### Work required
The records are to be restated in their entirety, word for word.

### Data for review
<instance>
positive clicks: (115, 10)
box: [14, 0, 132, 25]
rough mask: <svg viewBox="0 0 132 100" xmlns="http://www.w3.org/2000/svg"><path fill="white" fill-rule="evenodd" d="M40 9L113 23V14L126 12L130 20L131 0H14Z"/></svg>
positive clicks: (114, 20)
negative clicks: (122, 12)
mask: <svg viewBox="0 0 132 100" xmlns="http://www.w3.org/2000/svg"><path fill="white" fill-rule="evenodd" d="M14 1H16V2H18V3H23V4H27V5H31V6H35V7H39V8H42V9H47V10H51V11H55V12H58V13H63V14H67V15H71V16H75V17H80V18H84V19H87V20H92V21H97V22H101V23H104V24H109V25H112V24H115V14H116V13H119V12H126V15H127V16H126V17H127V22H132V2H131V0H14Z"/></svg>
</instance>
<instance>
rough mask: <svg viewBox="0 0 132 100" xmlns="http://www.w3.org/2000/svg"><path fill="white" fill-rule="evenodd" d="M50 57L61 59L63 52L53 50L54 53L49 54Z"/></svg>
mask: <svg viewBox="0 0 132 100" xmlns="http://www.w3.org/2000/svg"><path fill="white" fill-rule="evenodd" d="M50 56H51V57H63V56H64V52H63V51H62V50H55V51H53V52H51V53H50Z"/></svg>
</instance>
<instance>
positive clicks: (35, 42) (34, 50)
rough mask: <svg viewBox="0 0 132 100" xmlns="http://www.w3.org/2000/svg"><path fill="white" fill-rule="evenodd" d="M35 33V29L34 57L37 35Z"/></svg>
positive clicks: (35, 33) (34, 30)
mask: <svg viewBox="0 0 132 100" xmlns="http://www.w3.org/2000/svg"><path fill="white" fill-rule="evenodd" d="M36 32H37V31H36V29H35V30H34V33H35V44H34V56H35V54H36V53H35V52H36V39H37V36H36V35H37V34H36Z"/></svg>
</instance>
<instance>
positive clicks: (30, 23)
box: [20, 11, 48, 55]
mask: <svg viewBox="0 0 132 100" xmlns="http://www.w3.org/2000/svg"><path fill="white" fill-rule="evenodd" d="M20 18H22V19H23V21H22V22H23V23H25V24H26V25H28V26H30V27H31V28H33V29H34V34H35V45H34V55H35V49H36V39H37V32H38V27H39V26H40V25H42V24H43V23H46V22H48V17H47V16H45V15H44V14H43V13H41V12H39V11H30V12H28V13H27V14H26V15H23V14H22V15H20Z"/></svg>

### Worked solution
<instance>
positive clicks: (115, 10)
box: [14, 0, 132, 25]
rough mask: <svg viewBox="0 0 132 100" xmlns="http://www.w3.org/2000/svg"><path fill="white" fill-rule="evenodd" d="M40 9L113 23V14L126 12L130 20L131 0H14Z"/></svg>
positive clicks: (114, 20)
negative clicks: (122, 12)
mask: <svg viewBox="0 0 132 100" xmlns="http://www.w3.org/2000/svg"><path fill="white" fill-rule="evenodd" d="M14 1H16V2H18V3H23V4H27V5H31V6H35V7H39V8H42V9H47V10H51V11H55V12H58V13H63V14H67V15H71V16H75V17H80V18H84V19H87V20H92V21H97V22H101V23H104V24H109V25H112V24H115V14H116V13H119V12H126V15H127V16H126V17H127V22H132V2H131V0H14Z"/></svg>
</instance>
<instance>
rough mask: <svg viewBox="0 0 132 100" xmlns="http://www.w3.org/2000/svg"><path fill="white" fill-rule="evenodd" d="M50 57L61 59L63 52L53 50L54 53L49 54Z"/></svg>
mask: <svg viewBox="0 0 132 100" xmlns="http://www.w3.org/2000/svg"><path fill="white" fill-rule="evenodd" d="M50 56H51V57H63V56H64V52H63V51H62V50H55V51H53V52H51V53H50Z"/></svg>
</instance>
<instance>
positive clicks: (35, 42) (34, 50)
rough mask: <svg viewBox="0 0 132 100" xmlns="http://www.w3.org/2000/svg"><path fill="white" fill-rule="evenodd" d="M35 33V29L34 57L37 35Z"/></svg>
positive clicks: (35, 33) (34, 30)
mask: <svg viewBox="0 0 132 100" xmlns="http://www.w3.org/2000/svg"><path fill="white" fill-rule="evenodd" d="M36 32H37V31H36V29H35V30H34V33H35V44H34V56H35V54H36V53H35V52H36V39H37V36H36V35H37V34H36Z"/></svg>
</instance>
<instance>
positive clicks: (30, 23)
box: [20, 11, 48, 55]
mask: <svg viewBox="0 0 132 100" xmlns="http://www.w3.org/2000/svg"><path fill="white" fill-rule="evenodd" d="M20 18H22V19H23V21H22V22H23V23H25V24H26V25H28V26H30V27H31V28H33V29H34V34H35V45H34V55H35V49H36V39H37V32H38V27H39V26H40V25H42V24H43V23H46V22H48V17H47V16H45V15H44V14H43V13H41V12H39V11H30V12H28V13H27V14H26V15H23V14H22V15H20Z"/></svg>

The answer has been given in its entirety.